** Exercise tasks **
(A) In the ballot comments on Encrypted Key Transport for DTLS and Secure RTP, why did Ben Campbell add a process discuss?
(B) Carry on the ballot comments on Encrypted Key Transport for DTLS and Secure RTP from their last line.

>> start Text section

Encrypted Key Transport for DTLS and Secure RTP

Note: This ballot was opened for revision 09 and is now closed.

(Ben Campbell) (was Yes) Discuss

Discuss (2019-02-21 for -09)
I'm adding a process discuss to hold things until we get clarity around the IANA expert reviews. 

I know Benjamin mentioned this in his DISCUSS; I am duplicating it here in case we clear up the rest of Benjamin's discuss points prior to the IANA questions.

Murray Kucherawy (was No Record, Yes) Yes

Comment (2020-06-23)
Adam Roach's comments were addressed in:

(Alexey Melnikov) (was Discuss, Yes, Discuss) Yes

Comment (2020-02-06 for -11)
No email
send info
Note to self: make sure editors look/respond to Adam’s and Ben’s comments.

Old comments preserved for posterity. I didn't check if they still apply:

I share Benjamin's concern about extensibility.

In 4.4.1:

   The default EKT Cipher is the Advanced Encryption Standard (AES) Key
   Wrap with Padding [RFC5649] algorithm.  It requires a plaintext
   length M that is at least one octet, and it returns a ciphertext with
   a length of N = M + (M mod 8) + 8 octets.

I started looking at RFC 5649. Maybe I was tired and my math was wrong, but I couldn't figure out how you came up with the N value above.
In particular, where is the "+ 8" coming from?

>> end Text section
>> start Dataset excerpts

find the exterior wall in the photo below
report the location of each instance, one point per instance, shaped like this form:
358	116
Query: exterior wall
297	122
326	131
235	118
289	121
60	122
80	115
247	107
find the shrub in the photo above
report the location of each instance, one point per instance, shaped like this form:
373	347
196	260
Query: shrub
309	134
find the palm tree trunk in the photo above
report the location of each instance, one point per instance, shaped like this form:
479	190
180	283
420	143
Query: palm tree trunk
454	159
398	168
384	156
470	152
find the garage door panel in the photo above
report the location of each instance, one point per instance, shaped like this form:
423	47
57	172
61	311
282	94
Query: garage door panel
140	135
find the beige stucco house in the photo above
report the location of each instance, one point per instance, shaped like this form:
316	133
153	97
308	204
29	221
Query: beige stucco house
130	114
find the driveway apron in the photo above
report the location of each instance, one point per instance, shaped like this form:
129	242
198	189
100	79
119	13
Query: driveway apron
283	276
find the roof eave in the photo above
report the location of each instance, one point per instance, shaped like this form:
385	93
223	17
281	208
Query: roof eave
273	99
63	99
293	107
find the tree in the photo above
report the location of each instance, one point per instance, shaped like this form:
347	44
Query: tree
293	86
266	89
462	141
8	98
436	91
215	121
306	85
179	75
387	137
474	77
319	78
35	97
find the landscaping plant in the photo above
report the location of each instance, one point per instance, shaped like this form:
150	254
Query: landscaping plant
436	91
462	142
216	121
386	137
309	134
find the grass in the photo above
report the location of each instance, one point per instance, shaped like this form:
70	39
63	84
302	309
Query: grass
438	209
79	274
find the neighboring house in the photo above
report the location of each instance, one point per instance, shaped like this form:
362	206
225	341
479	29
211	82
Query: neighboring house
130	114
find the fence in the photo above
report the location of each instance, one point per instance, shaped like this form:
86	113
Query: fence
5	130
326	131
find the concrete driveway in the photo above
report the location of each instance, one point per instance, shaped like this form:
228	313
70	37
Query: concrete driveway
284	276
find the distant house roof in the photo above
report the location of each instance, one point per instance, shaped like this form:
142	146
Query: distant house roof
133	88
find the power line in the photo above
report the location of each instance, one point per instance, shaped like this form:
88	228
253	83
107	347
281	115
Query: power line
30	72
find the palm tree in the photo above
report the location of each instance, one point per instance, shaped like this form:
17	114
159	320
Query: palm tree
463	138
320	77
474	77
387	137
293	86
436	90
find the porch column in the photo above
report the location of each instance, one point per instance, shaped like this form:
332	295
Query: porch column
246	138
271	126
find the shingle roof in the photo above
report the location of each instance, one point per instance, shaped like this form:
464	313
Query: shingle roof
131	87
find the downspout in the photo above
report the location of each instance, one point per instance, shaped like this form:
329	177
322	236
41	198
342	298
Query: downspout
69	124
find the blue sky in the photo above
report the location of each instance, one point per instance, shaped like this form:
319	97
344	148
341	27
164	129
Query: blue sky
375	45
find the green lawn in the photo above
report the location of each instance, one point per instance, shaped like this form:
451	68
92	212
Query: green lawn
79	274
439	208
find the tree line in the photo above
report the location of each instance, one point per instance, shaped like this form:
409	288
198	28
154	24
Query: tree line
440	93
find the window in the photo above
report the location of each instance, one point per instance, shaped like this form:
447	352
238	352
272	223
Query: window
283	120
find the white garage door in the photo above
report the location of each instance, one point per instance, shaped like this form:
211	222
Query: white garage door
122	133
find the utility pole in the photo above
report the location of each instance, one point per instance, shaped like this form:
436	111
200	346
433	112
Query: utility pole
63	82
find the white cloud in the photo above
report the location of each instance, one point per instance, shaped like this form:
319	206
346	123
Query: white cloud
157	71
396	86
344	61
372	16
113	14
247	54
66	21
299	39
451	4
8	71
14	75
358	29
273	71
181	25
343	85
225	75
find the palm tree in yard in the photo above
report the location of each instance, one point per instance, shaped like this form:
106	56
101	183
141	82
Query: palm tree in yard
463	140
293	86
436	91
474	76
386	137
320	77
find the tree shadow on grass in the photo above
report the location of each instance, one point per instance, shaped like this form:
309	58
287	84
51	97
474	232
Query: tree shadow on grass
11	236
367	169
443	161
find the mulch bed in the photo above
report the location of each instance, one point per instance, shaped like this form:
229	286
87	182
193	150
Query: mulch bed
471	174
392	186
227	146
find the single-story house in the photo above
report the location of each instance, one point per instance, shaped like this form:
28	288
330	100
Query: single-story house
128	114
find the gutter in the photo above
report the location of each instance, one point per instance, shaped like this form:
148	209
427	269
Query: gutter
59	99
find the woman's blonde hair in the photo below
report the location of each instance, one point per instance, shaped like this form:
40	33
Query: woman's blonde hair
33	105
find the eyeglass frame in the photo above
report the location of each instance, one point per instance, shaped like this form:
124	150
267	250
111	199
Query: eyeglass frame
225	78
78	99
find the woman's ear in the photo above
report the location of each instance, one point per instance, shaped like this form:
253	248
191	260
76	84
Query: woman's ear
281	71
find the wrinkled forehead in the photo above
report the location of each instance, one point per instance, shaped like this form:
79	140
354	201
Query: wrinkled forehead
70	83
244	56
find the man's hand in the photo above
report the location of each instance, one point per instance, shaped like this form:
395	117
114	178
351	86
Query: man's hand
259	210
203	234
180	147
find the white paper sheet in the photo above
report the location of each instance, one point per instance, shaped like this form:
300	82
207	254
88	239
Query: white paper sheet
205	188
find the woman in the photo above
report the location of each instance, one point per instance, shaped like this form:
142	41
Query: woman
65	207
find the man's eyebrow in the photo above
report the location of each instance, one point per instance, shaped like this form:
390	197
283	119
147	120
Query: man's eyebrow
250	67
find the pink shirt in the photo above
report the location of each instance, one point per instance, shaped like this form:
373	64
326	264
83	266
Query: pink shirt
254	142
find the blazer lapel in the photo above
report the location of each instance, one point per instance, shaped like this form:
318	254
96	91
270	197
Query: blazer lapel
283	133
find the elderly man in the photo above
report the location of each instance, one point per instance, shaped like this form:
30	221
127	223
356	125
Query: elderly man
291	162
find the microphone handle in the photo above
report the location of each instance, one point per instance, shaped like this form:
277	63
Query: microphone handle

>> end Dataset excerpts

** Answers for the tasks **
(A) To hold things until there is clarity around the IANA expert reviews.

(B)
In 6:

   An attacker who tampers with the bits in FullEKTField can prevent the
   intended receiver of that packet from being able to decrypt it.  This
   is a minor denial of service vulnerability.  Similarly the attacker
   could take an old FullEKTField from the same session and attach it to
   the packet.  The FullEKTField would correctly decode and pass
   integrity checks.  However, the key extracted from the FullEKTField ,
   when used to decrypt the SRTP payload, would be wrong and the SRTP
   integrity check would fail.  Note that the FullEKTField only changes
   the decryption key and does not change the encryption key.  None of
   these are considered significant attacks as any attacker that can
   modify the packets in transit and cause the integrity check to fail.

The last sentence seems to be incomplete. Did you mean "can" instead of the last "and"?

(Adam Roach) Yes

Comment (2020-02-03 for -11)
Re-sending my initial comments, as only one of the 17 were addressed
in subsequent revisions. While no single comment rises to the level of
a DISCUSS-worthy issue, several of these are moderately severe. I would
appreciate either a response to each comment, or a corresponding
change in the document.


Thanks to the work that everyone has put in on getting an EKT mechanism
specified and finalized. I have a handful of comments that I would like to see
considered prior to publication of the document.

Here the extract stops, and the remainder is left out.